Exercise objective: All entries below are to be duplicated verbatim.

Source data:
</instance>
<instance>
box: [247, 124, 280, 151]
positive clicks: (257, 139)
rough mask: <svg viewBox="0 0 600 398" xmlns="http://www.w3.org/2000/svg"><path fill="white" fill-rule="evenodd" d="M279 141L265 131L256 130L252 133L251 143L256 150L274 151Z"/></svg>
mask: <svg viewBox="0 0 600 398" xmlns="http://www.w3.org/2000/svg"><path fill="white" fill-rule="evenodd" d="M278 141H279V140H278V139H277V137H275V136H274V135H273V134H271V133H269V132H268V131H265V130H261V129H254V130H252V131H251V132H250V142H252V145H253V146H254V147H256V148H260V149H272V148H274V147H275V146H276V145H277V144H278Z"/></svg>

Exercise response:
</instance>
<instance>
box: [247, 124, 280, 151]
positive clicks: (257, 139)
rough mask: <svg viewBox="0 0 600 398" xmlns="http://www.w3.org/2000/svg"><path fill="white" fill-rule="evenodd" d="M279 141L265 131L256 130L252 133L251 143L256 150L274 151Z"/></svg>
mask: <svg viewBox="0 0 600 398" xmlns="http://www.w3.org/2000/svg"><path fill="white" fill-rule="evenodd" d="M278 141H279V140H278V139H277V137H275V136H274V135H273V134H271V133H269V132H268V131H265V130H261V129H254V130H252V131H251V132H250V142H252V145H253V146H254V147H256V148H260V149H272V148H274V147H275V146H276V145H277V144H278Z"/></svg>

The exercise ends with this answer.